# Task description
Render every line of the records below as a Markdown table with the columns No. and Text, numbering the rows and skipping blank lines. Leave the pictures out.

+ + + + +

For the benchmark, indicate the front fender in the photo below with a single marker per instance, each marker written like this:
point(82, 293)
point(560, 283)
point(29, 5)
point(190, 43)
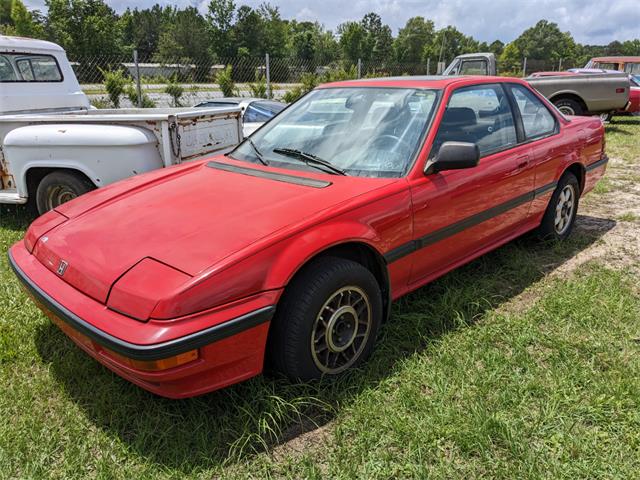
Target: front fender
point(270, 269)
point(380, 225)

+ + + + +

# Answer for the task
| No. | Text |
|---|---|
| 1 | For the benchmark, indicate the front fender in the photo below with a single marker per instance, each marker written like this: |
| 2 | point(82, 293) |
| 3 | point(560, 283) |
| 4 | point(29, 5) |
| 5 | point(190, 43) |
| 6 | Target: front fender |
| 7 | point(270, 269) |
| 8 | point(380, 225) |